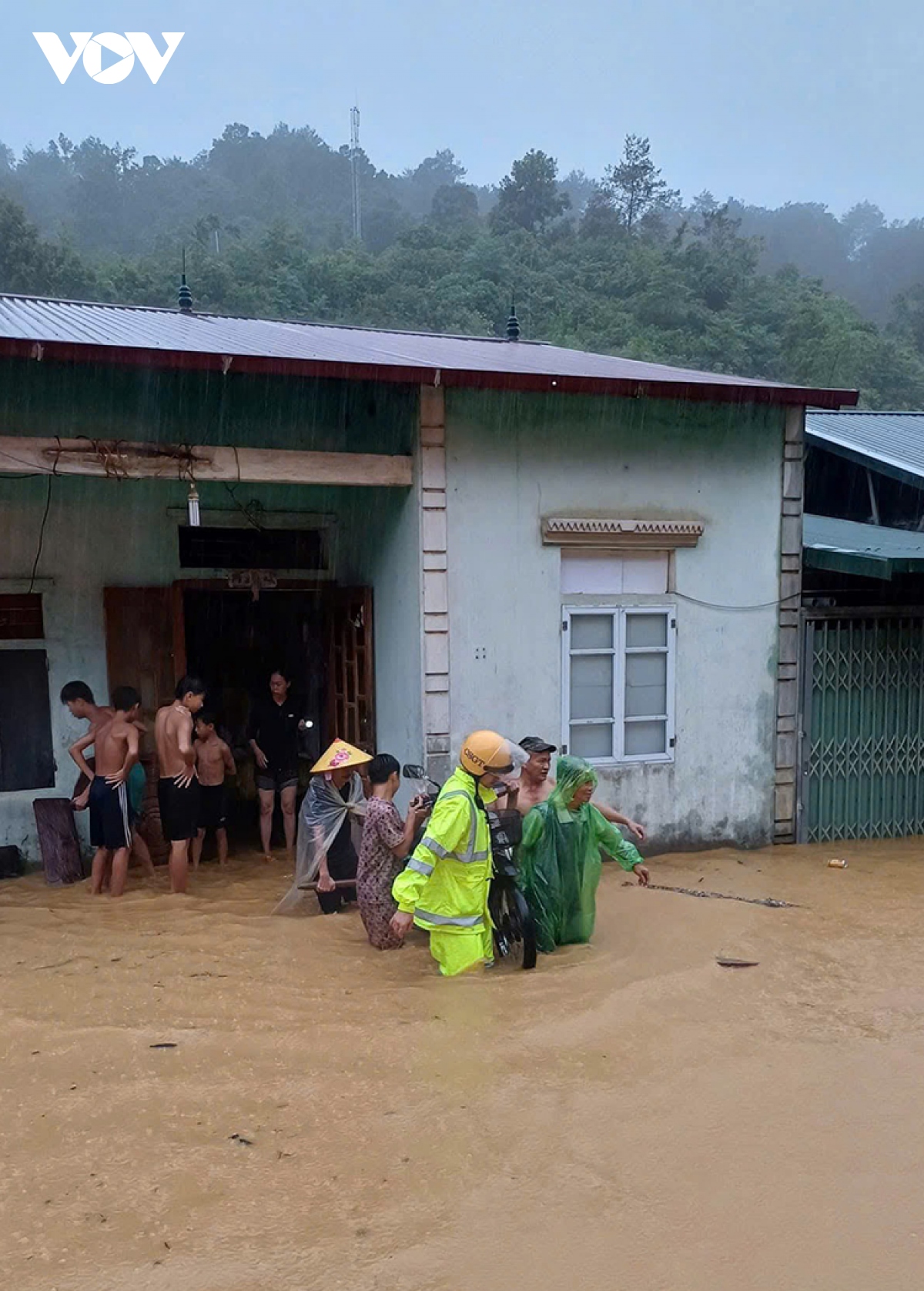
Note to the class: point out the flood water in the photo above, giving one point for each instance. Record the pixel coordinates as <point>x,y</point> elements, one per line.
<point>629,1115</point>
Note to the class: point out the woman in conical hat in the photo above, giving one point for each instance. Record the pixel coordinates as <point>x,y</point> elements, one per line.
<point>330,815</point>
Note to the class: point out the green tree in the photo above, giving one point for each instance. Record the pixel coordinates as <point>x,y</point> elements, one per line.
<point>454,206</point>
<point>32,265</point>
<point>635,188</point>
<point>529,196</point>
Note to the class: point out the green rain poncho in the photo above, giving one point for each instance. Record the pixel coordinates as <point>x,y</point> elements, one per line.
<point>559,859</point>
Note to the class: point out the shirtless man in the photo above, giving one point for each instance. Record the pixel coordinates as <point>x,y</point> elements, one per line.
<point>78,697</point>
<point>213,762</point>
<point>116,751</point>
<point>179,787</point>
<point>536,784</point>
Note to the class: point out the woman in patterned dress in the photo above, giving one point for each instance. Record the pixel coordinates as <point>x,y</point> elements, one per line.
<point>386,842</point>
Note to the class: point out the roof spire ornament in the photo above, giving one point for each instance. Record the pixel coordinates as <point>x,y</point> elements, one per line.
<point>185,295</point>
<point>513,322</point>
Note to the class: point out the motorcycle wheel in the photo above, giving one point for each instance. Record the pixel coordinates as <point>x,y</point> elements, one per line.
<point>514,928</point>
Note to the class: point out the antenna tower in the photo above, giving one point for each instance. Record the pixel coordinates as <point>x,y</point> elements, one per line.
<point>354,168</point>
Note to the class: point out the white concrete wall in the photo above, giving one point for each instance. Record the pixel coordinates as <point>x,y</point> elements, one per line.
<point>109,533</point>
<point>514,459</point>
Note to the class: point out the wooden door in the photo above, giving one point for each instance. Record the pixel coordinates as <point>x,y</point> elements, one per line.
<point>141,642</point>
<point>351,667</point>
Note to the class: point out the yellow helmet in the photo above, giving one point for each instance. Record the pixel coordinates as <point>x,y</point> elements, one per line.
<point>488,753</point>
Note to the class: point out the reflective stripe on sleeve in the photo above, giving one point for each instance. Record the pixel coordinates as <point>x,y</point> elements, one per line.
<point>421,867</point>
<point>461,921</point>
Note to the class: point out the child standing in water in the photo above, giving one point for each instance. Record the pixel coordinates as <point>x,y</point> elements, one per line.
<point>213,762</point>
<point>116,751</point>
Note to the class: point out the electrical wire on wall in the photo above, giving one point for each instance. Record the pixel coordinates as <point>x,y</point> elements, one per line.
<point>42,535</point>
<point>714,604</point>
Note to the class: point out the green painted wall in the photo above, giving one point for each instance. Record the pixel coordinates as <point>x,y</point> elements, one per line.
<point>119,532</point>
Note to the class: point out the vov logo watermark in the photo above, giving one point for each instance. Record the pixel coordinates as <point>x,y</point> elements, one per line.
<point>126,48</point>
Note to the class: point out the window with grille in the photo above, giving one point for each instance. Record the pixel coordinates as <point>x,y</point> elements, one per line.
<point>21,617</point>
<point>618,683</point>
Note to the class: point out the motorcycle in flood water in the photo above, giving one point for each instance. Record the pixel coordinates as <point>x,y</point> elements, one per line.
<point>511,921</point>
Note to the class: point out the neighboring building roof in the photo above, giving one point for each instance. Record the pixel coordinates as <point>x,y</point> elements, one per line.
<point>75,331</point>
<point>887,442</point>
<point>864,549</point>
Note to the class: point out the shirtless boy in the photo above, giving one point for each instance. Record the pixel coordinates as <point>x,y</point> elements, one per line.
<point>213,762</point>
<point>179,787</point>
<point>116,751</point>
<point>536,784</point>
<point>78,697</point>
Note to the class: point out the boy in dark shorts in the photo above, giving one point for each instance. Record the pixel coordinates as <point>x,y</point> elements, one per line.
<point>179,785</point>
<point>116,751</point>
<point>80,703</point>
<point>213,762</point>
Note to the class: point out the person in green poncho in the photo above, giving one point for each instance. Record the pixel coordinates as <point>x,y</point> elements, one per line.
<point>559,859</point>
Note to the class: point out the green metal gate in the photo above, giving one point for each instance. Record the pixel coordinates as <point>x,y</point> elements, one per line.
<point>862,743</point>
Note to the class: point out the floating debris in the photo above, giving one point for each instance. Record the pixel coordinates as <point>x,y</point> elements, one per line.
<point>727,896</point>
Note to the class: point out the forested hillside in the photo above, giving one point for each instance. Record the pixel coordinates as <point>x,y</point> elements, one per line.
<point>617,263</point>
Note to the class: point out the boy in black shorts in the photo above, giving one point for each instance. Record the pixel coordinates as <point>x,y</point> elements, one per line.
<point>179,784</point>
<point>213,762</point>
<point>116,751</point>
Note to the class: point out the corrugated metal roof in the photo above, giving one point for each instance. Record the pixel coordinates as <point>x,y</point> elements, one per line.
<point>889,442</point>
<point>868,549</point>
<point>76,329</point>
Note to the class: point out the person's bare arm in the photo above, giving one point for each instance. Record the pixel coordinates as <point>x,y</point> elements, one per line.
<point>186,751</point>
<point>76,751</point>
<point>324,882</point>
<point>416,814</point>
<point>616,818</point>
<point>119,778</point>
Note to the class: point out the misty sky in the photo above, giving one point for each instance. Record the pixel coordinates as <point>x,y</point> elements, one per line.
<point>765,99</point>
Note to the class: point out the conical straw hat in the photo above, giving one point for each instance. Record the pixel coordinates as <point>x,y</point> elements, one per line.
<point>340,754</point>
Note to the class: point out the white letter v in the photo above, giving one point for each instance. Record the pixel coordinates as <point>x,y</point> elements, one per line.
<point>145,48</point>
<point>62,62</point>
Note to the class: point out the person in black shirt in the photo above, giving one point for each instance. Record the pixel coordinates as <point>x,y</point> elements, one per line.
<point>273,732</point>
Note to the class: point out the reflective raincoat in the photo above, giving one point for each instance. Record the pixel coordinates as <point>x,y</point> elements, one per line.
<point>559,859</point>
<point>446,882</point>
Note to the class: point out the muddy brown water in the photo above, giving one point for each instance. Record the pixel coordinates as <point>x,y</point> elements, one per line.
<point>628,1115</point>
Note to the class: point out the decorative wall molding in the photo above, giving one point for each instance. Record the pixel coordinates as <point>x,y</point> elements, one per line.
<point>618,535</point>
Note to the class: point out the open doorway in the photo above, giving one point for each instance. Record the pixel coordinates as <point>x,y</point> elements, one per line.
<point>324,637</point>
<point>234,642</point>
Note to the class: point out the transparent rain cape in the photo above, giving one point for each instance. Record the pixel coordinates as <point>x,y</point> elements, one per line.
<point>319,821</point>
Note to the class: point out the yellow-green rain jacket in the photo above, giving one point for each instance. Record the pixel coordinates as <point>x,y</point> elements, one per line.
<point>446,882</point>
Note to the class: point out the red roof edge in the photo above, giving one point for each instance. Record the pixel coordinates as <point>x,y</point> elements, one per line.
<point>67,351</point>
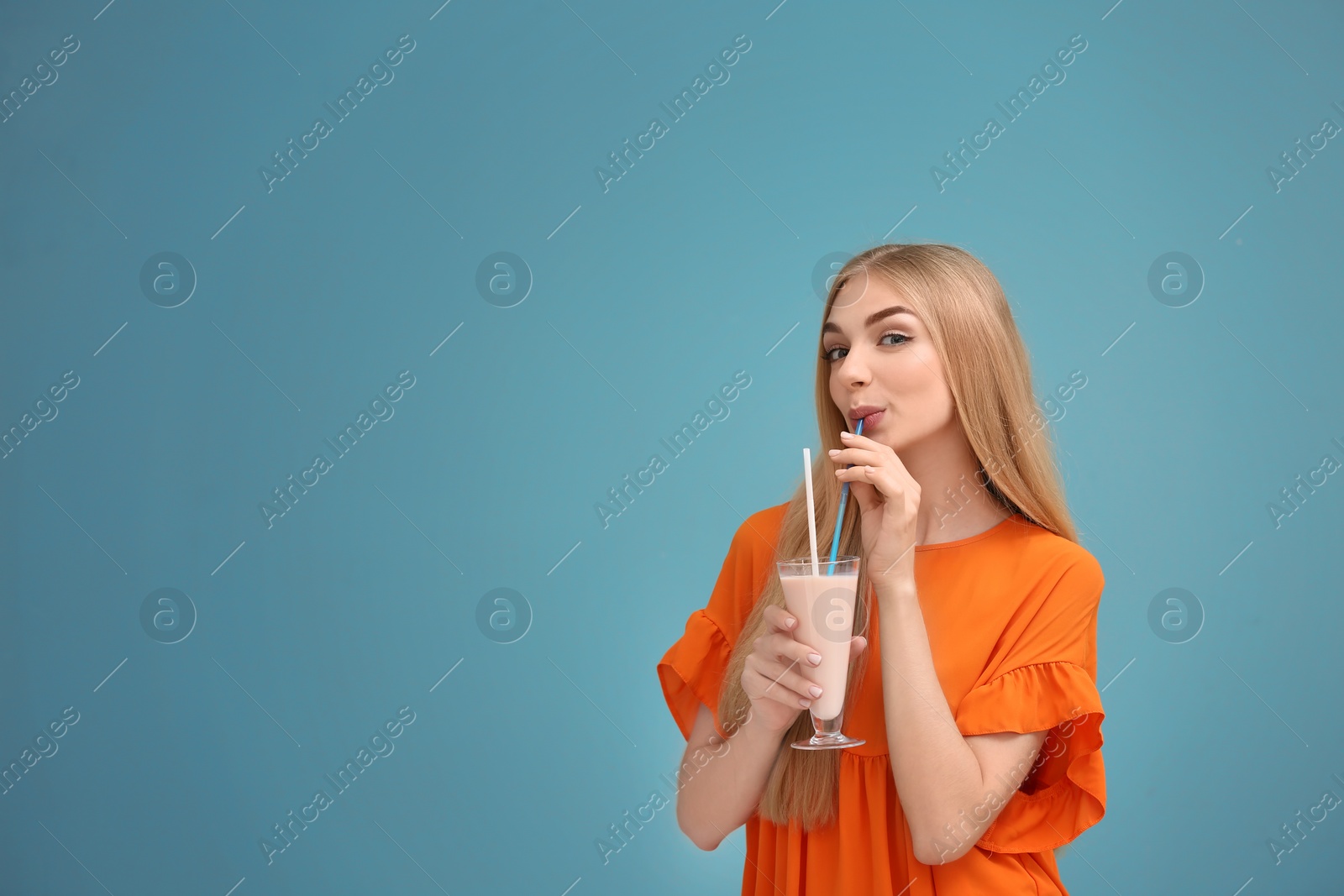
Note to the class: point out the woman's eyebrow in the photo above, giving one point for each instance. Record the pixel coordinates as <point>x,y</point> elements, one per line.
<point>873,318</point>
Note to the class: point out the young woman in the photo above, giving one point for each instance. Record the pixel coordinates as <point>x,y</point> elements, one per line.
<point>974,669</point>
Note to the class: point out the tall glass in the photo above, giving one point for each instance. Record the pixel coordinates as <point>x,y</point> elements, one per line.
<point>824,607</point>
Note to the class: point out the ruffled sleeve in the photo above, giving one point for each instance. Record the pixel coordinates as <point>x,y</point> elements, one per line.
<point>1046,680</point>
<point>691,672</point>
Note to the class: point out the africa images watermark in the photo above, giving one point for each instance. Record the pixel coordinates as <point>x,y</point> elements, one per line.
<point>682,439</point>
<point>1294,835</point>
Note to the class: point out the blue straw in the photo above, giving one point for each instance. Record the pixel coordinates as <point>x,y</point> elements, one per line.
<point>844,493</point>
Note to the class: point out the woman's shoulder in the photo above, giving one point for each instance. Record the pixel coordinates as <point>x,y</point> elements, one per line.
<point>759,532</point>
<point>1052,557</point>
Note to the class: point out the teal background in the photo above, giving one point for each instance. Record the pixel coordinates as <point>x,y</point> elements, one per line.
<point>644,300</point>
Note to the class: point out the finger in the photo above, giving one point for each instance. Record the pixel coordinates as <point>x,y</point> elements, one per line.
<point>784,647</point>
<point>779,681</point>
<point>780,620</point>
<point>877,476</point>
<point>853,454</point>
<point>857,645</point>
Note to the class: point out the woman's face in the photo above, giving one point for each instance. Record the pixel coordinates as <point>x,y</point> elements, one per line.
<point>880,356</point>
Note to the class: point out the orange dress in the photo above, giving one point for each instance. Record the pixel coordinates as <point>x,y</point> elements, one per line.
<point>1011,616</point>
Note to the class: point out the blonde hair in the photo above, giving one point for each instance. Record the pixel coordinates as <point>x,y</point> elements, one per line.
<point>971,325</point>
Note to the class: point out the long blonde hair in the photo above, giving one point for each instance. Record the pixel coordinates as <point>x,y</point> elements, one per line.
<point>971,325</point>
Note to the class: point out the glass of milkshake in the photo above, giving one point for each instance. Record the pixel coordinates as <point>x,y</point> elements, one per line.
<point>822,597</point>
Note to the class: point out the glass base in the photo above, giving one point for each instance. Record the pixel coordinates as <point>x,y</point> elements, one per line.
<point>827,735</point>
<point>827,741</point>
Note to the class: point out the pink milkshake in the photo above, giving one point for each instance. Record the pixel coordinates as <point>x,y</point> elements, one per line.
<point>824,607</point>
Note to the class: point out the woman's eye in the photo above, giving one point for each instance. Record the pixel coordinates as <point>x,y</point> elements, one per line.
<point>830,354</point>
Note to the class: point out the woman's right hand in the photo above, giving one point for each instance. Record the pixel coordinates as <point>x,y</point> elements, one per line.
<point>773,678</point>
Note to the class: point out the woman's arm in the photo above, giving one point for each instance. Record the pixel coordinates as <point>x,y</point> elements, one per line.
<point>951,786</point>
<point>721,782</point>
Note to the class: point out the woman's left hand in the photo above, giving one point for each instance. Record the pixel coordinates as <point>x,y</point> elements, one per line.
<point>889,506</point>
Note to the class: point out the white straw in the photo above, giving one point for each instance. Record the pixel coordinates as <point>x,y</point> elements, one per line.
<point>812,511</point>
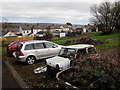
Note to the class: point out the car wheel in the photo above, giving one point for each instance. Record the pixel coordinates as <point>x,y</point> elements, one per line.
<point>31,60</point>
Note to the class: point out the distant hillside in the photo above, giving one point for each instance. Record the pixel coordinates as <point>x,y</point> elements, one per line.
<point>43,23</point>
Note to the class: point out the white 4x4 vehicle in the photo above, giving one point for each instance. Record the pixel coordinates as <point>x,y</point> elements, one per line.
<point>69,53</point>
<point>30,51</point>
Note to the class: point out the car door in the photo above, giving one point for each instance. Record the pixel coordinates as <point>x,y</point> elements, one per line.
<point>41,50</point>
<point>53,48</point>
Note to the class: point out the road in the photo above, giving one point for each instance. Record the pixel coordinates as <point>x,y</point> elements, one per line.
<point>8,81</point>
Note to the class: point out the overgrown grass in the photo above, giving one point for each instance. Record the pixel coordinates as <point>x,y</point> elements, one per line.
<point>114,36</point>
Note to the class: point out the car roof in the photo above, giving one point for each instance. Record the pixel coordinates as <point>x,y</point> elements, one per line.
<point>79,46</point>
<point>34,41</point>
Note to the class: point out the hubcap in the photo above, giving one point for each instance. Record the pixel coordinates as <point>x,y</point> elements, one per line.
<point>31,60</point>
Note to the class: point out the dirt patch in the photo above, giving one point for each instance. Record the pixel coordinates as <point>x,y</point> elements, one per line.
<point>85,40</point>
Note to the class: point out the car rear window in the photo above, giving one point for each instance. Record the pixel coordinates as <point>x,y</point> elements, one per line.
<point>29,47</point>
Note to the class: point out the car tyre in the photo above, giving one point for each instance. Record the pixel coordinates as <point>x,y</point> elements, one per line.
<point>30,60</point>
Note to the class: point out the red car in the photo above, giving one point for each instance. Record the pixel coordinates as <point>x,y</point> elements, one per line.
<point>12,47</point>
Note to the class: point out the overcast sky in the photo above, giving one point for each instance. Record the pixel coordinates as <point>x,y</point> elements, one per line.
<point>55,11</point>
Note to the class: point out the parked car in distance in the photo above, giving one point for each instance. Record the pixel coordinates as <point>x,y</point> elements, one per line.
<point>68,54</point>
<point>12,47</point>
<point>31,51</point>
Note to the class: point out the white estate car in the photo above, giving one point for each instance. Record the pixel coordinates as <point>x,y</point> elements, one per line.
<point>30,51</point>
<point>68,53</point>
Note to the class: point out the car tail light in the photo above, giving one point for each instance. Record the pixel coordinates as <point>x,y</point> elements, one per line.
<point>20,53</point>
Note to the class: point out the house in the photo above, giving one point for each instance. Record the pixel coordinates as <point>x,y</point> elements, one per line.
<point>40,34</point>
<point>90,28</point>
<point>59,34</point>
<point>8,34</point>
<point>79,29</point>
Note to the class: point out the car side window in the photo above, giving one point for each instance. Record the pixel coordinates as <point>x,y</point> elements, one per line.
<point>29,47</point>
<point>92,50</point>
<point>81,52</point>
<point>39,46</point>
<point>16,44</point>
<point>50,45</point>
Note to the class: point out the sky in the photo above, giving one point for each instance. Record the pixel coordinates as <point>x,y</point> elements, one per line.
<point>47,11</point>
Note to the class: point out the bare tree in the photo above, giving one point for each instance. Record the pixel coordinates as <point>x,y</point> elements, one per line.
<point>106,16</point>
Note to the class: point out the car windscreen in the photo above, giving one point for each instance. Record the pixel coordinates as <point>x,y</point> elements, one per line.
<point>92,50</point>
<point>67,53</point>
<point>19,47</point>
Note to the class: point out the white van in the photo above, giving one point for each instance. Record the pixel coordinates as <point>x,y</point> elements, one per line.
<point>30,51</point>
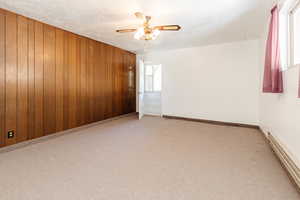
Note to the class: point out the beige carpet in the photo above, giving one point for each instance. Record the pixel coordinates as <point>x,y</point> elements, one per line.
<point>152,159</point>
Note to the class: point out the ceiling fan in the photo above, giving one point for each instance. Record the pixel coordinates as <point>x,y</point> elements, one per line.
<point>147,32</point>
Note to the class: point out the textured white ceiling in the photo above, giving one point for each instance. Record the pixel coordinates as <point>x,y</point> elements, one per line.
<point>203,22</point>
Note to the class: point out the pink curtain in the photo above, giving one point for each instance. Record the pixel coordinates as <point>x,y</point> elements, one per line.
<point>273,82</point>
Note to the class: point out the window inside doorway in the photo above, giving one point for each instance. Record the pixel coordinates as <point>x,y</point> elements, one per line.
<point>152,78</point>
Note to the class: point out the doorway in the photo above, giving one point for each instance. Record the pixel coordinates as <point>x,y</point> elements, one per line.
<point>152,89</point>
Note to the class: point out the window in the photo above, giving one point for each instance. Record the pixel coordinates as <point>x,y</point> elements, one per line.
<point>152,78</point>
<point>289,33</point>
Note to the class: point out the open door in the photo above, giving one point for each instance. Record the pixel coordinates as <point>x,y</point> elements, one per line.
<point>141,88</point>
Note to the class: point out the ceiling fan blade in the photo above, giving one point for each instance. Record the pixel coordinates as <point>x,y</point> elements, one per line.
<point>126,30</point>
<point>168,28</point>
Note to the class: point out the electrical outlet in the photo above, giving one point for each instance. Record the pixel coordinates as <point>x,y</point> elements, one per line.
<point>10,134</point>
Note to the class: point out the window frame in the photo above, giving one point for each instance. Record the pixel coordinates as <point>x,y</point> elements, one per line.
<point>291,44</point>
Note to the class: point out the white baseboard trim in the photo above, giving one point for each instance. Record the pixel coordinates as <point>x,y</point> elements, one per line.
<point>58,134</point>
<point>288,161</point>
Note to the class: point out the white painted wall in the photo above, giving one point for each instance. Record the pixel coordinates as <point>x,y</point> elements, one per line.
<point>280,113</point>
<point>217,82</point>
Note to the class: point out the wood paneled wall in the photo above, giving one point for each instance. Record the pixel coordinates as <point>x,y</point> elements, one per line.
<point>52,80</point>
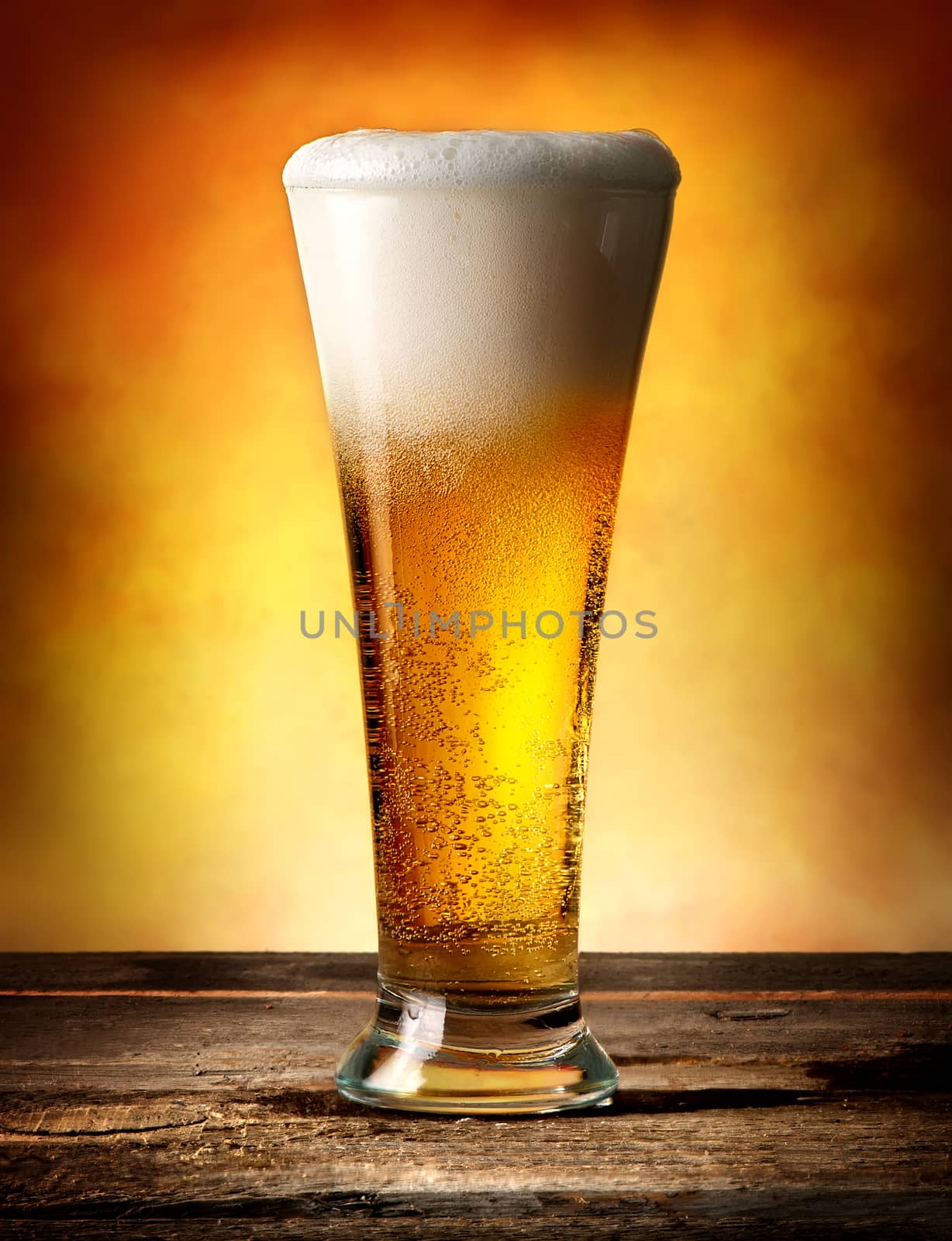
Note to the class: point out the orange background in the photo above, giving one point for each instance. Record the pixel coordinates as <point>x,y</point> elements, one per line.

************

Every line from the one with "Note to the class: point out the white baseboard" through the end of the records is to be reproduced exactly, and the pictures are to be left out.

#### Exercise answer
Note to the class: point out the white baseboard trim in the photo above, giving one point for each instance. Record the pixel coordinates as <point>x,y</point> elements, one per line.
<point>58,134</point>
<point>288,161</point>
Note to the class: point out the white painted wall in the photo above, giving one point for each instance. Record the pixel coordinates as <point>x,y</point> elements, one per line.
<point>280,113</point>
<point>217,82</point>
Note to the class: point out the wood paneled wall in the photo above, giving one point for each instance. Record the pixel coordinates as <point>x,y</point> elements, one per line.
<point>52,80</point>
Note to the class: point out the orange background in the photo above, giving one point for each instance. Record the pixel coordinates as <point>x,y</point> elements, one per line.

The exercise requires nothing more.